▸ WORK TO COMPLETE: Output the data below in full, byte for byte. Nothing may differ.

▸ EXERCISE MATERIALS:

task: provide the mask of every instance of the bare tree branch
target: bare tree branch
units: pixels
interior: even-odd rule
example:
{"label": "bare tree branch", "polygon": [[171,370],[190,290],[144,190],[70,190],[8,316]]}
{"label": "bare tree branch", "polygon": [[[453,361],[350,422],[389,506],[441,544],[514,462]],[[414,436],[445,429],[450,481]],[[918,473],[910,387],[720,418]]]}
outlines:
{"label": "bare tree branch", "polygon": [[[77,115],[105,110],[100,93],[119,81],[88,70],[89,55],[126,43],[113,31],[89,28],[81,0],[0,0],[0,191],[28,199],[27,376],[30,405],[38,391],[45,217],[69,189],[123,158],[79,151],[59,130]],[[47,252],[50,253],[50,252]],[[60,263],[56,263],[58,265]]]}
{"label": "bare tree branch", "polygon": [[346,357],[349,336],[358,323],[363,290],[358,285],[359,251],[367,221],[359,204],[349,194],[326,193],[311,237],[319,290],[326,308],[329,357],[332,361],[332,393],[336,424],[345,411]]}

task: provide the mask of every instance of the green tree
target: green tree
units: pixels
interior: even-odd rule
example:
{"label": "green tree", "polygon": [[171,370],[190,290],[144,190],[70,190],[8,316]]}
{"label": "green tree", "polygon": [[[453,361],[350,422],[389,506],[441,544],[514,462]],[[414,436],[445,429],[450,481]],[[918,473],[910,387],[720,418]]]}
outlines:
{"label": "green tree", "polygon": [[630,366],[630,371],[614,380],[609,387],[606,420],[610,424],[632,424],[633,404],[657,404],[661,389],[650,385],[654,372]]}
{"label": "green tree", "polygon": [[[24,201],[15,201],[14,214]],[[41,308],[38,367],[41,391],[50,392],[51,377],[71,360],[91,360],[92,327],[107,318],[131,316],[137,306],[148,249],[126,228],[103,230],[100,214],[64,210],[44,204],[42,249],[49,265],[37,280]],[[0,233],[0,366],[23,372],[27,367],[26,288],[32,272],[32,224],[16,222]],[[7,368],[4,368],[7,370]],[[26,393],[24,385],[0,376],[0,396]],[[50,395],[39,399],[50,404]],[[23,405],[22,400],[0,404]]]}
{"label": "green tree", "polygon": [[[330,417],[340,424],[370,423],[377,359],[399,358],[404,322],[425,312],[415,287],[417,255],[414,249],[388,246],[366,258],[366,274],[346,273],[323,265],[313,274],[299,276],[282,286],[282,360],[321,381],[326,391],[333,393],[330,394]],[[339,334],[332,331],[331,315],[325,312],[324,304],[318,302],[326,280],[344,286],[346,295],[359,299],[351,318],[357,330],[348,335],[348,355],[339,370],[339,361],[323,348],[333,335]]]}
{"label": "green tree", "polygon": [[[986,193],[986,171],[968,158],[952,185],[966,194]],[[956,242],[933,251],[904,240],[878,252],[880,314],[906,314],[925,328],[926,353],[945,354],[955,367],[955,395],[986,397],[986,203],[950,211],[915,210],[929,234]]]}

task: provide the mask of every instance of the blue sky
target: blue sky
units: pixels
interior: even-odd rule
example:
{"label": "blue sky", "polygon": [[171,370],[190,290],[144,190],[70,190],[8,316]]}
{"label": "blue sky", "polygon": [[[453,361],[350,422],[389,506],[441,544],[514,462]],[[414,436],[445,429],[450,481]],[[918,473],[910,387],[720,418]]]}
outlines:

▸ RESULT:
task: provide the mask of every instance of the bare tree branch
target: bare tree branch
units: pixels
interior: even-odd rule
example:
{"label": "bare tree branch", "polygon": [[171,370],[190,290],[144,190],[70,190],[8,316]]}
{"label": "bare tree branch", "polygon": [[[453,361],[350,422],[389,506],[441,544],[514,462]],[[414,436],[445,429],[450,481]],[[918,473],[910,387],[720,418]]]}
outlines:
{"label": "bare tree branch", "polygon": [[[77,115],[105,110],[100,93],[119,81],[88,70],[89,55],[126,43],[113,31],[89,28],[81,0],[0,0],[0,191],[28,199],[27,376],[30,405],[38,391],[45,217],[69,189],[123,158],[79,151],[59,130]],[[47,252],[50,253],[50,252]],[[60,263],[56,263],[58,265]]]}
{"label": "bare tree branch", "polygon": [[346,357],[349,336],[358,323],[363,290],[358,285],[359,251],[367,221],[359,204],[349,194],[326,193],[311,237],[319,290],[326,308],[329,357],[332,361],[332,393],[336,424],[345,411]]}

task: provide the mask of every instance of the green tree
target: green tree
units: pixels
interior: even-odd rule
example:
{"label": "green tree", "polygon": [[171,370],[190,290],[144,190],[70,190],[8,316]]}
{"label": "green tree", "polygon": [[[453,361],[350,422],[389,506],[441,544],[514,462]],[[414,436],[445,429],[450,481]],[[918,473],[910,387],[720,418]]]}
outlines:
{"label": "green tree", "polygon": [[630,366],[630,371],[614,380],[609,387],[606,420],[610,424],[632,424],[633,404],[657,404],[661,389],[650,385],[654,372]]}
{"label": "green tree", "polygon": [[[24,201],[15,201],[14,214]],[[41,308],[38,367],[41,391],[50,392],[51,377],[71,360],[91,360],[92,327],[107,318],[131,316],[137,306],[148,249],[126,228],[103,230],[100,214],[64,210],[44,204],[42,249],[49,265],[37,280]],[[0,233],[0,366],[23,372],[27,367],[26,288],[32,272],[32,224],[16,222]],[[7,368],[4,368],[7,370]],[[26,393],[24,385],[0,376],[0,396]],[[50,395],[39,399],[50,404]],[[23,405],[22,400],[0,404]]]}
{"label": "green tree", "polygon": [[[330,417],[340,424],[370,423],[377,359],[399,358],[404,322],[425,312],[415,287],[417,255],[414,249],[388,246],[366,258],[366,274],[346,273],[323,265],[313,274],[299,276],[282,286],[282,360],[321,381],[326,391],[333,393],[330,394]],[[339,334],[332,331],[331,315],[325,312],[324,304],[318,302],[326,280],[344,286],[346,295],[359,299],[351,318],[357,330],[348,335],[348,355],[339,370],[339,361],[323,348],[333,335]]]}
{"label": "green tree", "polygon": [[[986,193],[986,171],[968,158],[952,185],[966,194]],[[956,242],[933,251],[904,240],[878,252],[880,314],[906,314],[925,328],[926,353],[945,354],[955,367],[955,395],[986,397],[986,203],[950,211],[915,210],[929,234]]]}

task: provide the mask of every instance of the blue sky
target: blue sky
units: pixels
interior: even-odd rule
example:
{"label": "blue sky", "polygon": [[171,370],[190,290],[144,190],[70,190],[8,316]]}
{"label": "blue sky", "polygon": [[[453,361],[350,422],[389,506],[441,544],[514,462]],[[414,436],[445,429],[450,481]],[[918,473],[910,387],[720,418]]]}
outlines:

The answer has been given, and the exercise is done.